Consignas de trabajo
(1) Actualiza el fragmento del texto sobre Holmes que se abre con las palabras que contienen "También es cervantina" y se cierra con "como crítico literario.", poniendo "investigador" donde dice "detective".
(2) Convierte en una lista breve el párrafo del texto sobre Holmes que empieza con "Intuimos lo que a Doyle", sin perder sus ideas principales.

Texto dado
También es cervantina la conciencia que tiene Sherlock de que circulan versiones escritas de sus aventuras. A diferencia del caballero el detective no lo descubre por sorpresa ni lo recibe a disgusto, pero la lectura de sus propias historias transforma a ambos personajes. El carácter de Holmes se mantiene estable, no se pone a actuar para su “público”, pero a medida que lee sus propios relatos y los comenta con Watson se vuelve más sensible a las “posibilidades artísticas” de cada caso, mejora como crítico literario.
La distancia entre la narración de Doyle y la de Watson es deliciosamente ambigua, ¿leemos los relatos de Watson directamente o una recreación mental previa escrita por Doyle? Sea como sea Doyle no se superpone tanto a Watson como cuando Holmes valora los relatos. Como buen empirista (como buen falso empirista) Holmes empieza evaluando la adecuación entre sus impresiones y recuerdos sobre los casos con su versión escrita. Doyle nos escamotea siempre una pieza: o nos falta el relato de Watson o nos falta la verdad relatada. El cotejo es imposible, otra ilusión de mago. Pero como si Doyle y Watson sintiesen la presión de un Holmes cada vez preciso en sus críticas el último tercio de aventuras del detective ofrece una variedad de recursos narrativos inédita en la trayectoria del personaje: una historia contada por el propio Holmes, la única escrita en tercera persona, otra recordada desde la jubilación…
Intuimos lo que a Doyle no le gustaba de Holmes (o de escribir sobre Holmes), pero ¿qué no le gustaba a Holmes de Doyle? Damos por hecho que un personaje no siente nada sobre su autor, pero ¿qué es un personaje sino un ángulo del propio carácter, una coloración particular del ánimo y el juicio? ¿Por qué no iba Doyle, cuando pensaba desde la perspectiva de Holmes (una escotilla por la que llevaba media vida observando el mundo), a enjuiciarse como hombre y escritor? Y Doyle escribe estos relatos finales como si quisiera demostrarle a Holmes la variedad de sus recursos, impedir que el detective le confundiese con Watson, con otro parásito de su talento. O si se prefiere: Doyle extrae de la creciente exigencia crítica de Holmes el incentivo para no colapsar su imaginación.
En su último relato Holmes reaparece, después de unos años retirado estudiando a las abejas (a las que ha dedicado el tratado teórico que tanto le envidió a Moriarty), en un mundo alterado por la irrupción de la historia, al borde de la Primera Guerra Mundial. Los pormenores del caso se borran pero la última conversación entre Holmes y un Watson recién alistado es inolvidable: “Viene el viento del oeste, Watson. Es usted lo único que no cambia en estos tiempos que corren. Pero, de todas formas, habrá viento del oeste, uno como nunca se ha conocido en Inglaterra. Será frío y violento, Watson, y es posible que muchos de nosotros desaparezcamos bajo sus ráfagas. Pero es el viento del mismo Dios, a pesar de todo, y habrá una tierra más limpia, mejor y más fuerte bajo el sol cuando se despeje la tormenta”. Doyle no podía ni intuir que el inminente progreso del siglo XX en la devastación convertiría sus viriles palabras sobre la renovación de la época en el último testimonio de un optimismo literario que agonizará hasta desaparecer durante casi cincuenta años de la novela occidental. Los amigos se separan, Watson se extravía en la guerra, Holmes envejece y es de suponer que se despide del mundo, pero una vez más no hay cuerpo: en 1930 Doyle ha muerto, Sherlock sigue entre nosotros.

Material proporcionado

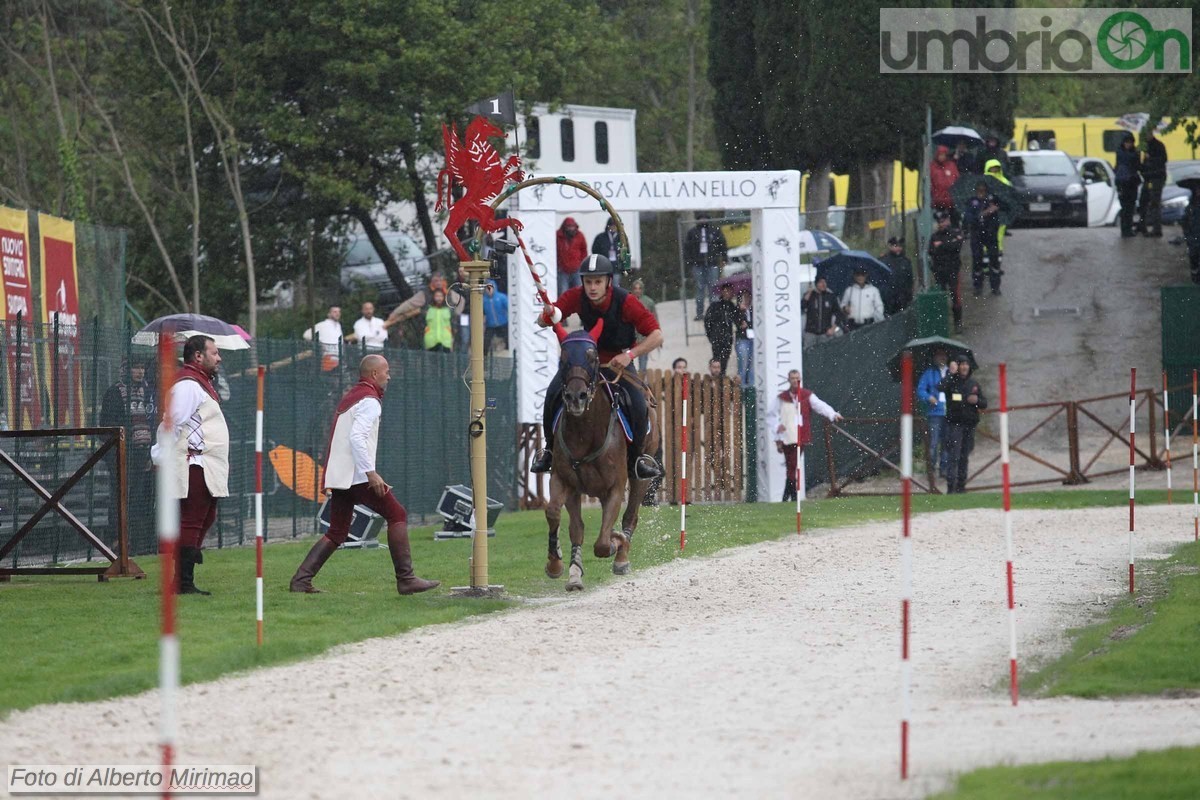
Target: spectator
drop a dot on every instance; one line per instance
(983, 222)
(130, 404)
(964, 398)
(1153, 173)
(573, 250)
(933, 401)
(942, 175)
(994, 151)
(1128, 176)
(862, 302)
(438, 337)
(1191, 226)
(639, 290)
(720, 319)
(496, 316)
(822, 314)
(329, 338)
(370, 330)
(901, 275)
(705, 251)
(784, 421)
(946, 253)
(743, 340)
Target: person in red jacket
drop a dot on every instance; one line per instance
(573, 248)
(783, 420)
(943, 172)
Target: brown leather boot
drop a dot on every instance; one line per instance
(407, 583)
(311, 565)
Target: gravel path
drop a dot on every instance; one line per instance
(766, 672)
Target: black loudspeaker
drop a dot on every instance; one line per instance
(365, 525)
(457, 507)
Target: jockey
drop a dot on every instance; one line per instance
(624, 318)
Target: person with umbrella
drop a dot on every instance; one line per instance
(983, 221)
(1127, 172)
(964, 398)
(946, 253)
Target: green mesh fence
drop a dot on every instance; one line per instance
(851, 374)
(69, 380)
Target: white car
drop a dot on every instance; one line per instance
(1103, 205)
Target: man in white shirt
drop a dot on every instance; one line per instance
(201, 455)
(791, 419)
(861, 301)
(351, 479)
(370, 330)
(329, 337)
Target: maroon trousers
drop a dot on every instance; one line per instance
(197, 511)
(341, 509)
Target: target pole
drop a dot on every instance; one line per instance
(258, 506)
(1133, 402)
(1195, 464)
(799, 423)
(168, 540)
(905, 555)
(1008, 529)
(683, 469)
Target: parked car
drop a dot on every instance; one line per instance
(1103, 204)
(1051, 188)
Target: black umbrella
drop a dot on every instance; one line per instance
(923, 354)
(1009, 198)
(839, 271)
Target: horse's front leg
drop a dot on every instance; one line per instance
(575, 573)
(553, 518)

Tareas resueltas
(1)
También es cervantina la conciencia que tiene Sherlock de que circulan versiones escritas de sus aventuras. A diferencia del caballero el investigador no lo descubre por sorpresa ni lo recibe a disgusto, pero la lectura de sus propias historias transforma a ambos personajes. El carácter de Holmes se mantiene estable, no se pone a actuar para su “público”, pero a medida que lee sus propios relatos y los comenta con Watson se vuelve más sensible a las “posibilidades artísticas” de cada caso, mejora como crítico literario.

(2)
- Se intuye lo que a Doyle no le gustaba de Holmes, pero cabe preguntarse qué no le gustaba a Holmes de Doyle.
- Un personaje es un ángulo del propio carácter del autor, una coloración particular del ánimo y el juicio. Por eso Doyle, al pensar desde la perspectiva de Holmes, podía enjuiciarse como hombre y escritor.
- Doyle escribe los relatos finales como si quisiera demostrarle a Holmes la variedad de sus recursos. Busca impedir que lo confunda con Watson, otro parásito de su talento.
- Dicho de otro modo, Doyle extrae de la creciente exigencia crítica de Holmes el incentivo para no colapsar su imaginación.